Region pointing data
□ □ □

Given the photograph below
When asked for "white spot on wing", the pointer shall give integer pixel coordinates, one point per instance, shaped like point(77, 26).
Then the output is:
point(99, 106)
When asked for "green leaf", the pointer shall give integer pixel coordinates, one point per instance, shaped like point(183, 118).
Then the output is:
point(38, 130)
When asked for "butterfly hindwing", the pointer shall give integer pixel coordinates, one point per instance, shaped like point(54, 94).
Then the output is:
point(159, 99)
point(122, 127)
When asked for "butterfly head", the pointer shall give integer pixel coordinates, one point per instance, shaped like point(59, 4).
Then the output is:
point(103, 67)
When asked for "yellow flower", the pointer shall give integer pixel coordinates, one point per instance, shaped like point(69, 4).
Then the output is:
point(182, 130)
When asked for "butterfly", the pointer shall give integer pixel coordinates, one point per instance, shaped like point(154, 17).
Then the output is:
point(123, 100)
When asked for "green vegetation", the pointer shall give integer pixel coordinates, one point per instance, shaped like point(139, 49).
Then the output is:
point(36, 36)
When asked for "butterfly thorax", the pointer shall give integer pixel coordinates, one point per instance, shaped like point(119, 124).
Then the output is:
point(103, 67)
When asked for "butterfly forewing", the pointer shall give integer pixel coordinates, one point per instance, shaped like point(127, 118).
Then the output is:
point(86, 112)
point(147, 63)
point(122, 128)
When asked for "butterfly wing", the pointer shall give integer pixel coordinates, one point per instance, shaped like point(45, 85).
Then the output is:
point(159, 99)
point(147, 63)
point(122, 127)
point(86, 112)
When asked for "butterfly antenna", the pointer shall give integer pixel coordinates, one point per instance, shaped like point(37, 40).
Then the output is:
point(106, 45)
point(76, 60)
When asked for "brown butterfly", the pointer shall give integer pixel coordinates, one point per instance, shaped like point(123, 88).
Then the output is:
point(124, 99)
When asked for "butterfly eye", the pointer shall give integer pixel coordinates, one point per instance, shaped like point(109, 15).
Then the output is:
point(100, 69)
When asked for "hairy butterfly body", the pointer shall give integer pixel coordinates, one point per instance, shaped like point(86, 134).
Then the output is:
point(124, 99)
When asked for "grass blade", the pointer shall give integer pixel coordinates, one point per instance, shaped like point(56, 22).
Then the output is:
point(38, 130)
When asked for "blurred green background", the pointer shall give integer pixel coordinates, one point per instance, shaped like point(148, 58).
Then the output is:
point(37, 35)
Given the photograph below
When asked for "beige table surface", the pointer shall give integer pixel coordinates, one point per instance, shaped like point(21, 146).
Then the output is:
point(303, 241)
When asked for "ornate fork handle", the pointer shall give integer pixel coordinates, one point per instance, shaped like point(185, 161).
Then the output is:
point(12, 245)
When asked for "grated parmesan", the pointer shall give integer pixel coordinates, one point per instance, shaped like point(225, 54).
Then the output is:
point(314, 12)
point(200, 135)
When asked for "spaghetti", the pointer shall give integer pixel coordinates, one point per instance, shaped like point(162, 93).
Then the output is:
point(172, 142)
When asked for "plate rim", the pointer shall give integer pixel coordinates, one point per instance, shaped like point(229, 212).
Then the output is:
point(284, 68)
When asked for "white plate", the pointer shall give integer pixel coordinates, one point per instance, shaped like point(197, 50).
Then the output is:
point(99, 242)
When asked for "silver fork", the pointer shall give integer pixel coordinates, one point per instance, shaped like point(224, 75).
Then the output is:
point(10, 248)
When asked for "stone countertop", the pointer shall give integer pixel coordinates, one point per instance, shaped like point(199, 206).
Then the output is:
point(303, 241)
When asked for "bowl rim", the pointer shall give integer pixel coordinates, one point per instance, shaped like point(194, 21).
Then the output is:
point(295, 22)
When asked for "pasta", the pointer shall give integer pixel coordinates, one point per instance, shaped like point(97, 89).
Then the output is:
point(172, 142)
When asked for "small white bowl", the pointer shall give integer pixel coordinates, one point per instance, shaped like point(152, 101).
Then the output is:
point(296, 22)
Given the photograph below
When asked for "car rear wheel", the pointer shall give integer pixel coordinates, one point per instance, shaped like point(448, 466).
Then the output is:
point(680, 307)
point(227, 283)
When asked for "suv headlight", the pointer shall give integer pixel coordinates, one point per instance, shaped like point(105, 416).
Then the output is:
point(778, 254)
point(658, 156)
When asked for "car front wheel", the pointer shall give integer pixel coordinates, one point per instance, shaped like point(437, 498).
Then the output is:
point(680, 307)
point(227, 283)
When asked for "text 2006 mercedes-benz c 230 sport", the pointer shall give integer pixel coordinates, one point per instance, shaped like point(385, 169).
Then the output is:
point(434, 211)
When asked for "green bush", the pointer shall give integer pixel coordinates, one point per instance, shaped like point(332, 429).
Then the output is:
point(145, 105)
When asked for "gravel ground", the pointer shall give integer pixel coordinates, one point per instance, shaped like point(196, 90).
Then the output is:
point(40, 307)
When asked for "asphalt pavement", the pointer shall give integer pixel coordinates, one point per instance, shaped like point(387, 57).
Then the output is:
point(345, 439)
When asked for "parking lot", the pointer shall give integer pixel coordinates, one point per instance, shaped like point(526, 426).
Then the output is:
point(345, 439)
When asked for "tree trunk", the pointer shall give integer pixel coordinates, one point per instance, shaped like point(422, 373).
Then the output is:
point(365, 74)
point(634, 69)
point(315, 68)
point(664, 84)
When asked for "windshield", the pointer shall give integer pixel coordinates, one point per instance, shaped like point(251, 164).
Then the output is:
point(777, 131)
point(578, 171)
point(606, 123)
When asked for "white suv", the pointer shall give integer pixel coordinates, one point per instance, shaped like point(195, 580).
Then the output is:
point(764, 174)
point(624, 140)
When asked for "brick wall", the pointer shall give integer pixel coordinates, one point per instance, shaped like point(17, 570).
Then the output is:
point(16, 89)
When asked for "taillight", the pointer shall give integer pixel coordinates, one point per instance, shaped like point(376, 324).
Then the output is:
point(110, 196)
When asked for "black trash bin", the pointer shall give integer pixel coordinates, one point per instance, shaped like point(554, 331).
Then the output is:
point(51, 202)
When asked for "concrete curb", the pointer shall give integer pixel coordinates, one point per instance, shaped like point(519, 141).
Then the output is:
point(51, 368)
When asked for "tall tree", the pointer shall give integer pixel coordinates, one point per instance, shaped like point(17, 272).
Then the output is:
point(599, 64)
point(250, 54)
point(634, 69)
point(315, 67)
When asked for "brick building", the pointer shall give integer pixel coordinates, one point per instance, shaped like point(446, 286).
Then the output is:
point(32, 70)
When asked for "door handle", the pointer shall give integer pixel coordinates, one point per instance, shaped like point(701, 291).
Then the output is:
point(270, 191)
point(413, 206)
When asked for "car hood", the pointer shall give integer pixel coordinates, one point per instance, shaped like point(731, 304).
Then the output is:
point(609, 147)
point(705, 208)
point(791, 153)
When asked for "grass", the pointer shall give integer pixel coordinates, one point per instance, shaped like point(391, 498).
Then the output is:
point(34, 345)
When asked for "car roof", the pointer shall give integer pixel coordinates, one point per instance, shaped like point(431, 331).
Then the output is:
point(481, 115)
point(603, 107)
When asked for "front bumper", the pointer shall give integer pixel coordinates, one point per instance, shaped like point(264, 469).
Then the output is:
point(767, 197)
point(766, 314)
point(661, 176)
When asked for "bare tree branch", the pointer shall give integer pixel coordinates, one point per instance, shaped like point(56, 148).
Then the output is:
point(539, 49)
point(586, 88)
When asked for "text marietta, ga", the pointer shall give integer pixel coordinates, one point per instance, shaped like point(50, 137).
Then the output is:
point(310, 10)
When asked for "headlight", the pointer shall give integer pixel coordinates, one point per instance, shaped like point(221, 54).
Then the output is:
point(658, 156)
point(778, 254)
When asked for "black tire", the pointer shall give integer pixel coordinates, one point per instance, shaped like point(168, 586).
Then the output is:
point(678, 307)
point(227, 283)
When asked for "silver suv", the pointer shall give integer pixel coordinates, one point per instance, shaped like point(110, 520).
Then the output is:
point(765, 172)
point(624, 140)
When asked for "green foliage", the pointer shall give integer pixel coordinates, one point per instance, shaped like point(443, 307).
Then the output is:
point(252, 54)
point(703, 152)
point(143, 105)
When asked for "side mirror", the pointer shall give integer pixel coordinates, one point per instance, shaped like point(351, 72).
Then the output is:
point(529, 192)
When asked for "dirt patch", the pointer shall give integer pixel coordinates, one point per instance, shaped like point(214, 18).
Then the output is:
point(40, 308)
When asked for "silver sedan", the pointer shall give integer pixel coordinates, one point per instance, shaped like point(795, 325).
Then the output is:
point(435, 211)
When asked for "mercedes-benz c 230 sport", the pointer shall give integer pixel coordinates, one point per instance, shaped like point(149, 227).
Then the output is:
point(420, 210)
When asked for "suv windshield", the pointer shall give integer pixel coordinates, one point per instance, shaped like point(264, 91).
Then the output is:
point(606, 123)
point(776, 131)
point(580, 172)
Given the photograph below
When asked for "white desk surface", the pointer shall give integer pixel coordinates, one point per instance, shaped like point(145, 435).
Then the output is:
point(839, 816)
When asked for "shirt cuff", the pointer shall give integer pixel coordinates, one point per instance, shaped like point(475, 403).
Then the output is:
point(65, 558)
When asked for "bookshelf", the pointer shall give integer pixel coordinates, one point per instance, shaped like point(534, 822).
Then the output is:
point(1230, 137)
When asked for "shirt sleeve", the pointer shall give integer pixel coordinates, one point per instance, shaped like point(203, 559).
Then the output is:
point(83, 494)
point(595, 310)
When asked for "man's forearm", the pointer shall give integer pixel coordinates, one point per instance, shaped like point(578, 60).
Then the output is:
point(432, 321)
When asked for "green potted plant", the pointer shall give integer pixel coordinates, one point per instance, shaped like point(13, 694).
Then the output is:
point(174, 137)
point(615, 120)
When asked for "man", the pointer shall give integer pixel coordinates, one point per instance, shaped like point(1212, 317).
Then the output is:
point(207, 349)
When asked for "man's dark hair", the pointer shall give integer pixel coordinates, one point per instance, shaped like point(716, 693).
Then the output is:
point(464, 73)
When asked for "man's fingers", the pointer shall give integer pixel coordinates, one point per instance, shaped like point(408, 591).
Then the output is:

□ □ □

EXERCISE GOAL
Copy out all lines above that include the string "plate".

OUTPUT OF THE EXERCISE
When asked for "plate rim", the pointer shall give integer pixel coordinates, one point per instance, shaped like point(229, 212).
When asked for "white plate", the pointer shall give integer pixel coordinates, one point per instance, shaped like point(197, 50).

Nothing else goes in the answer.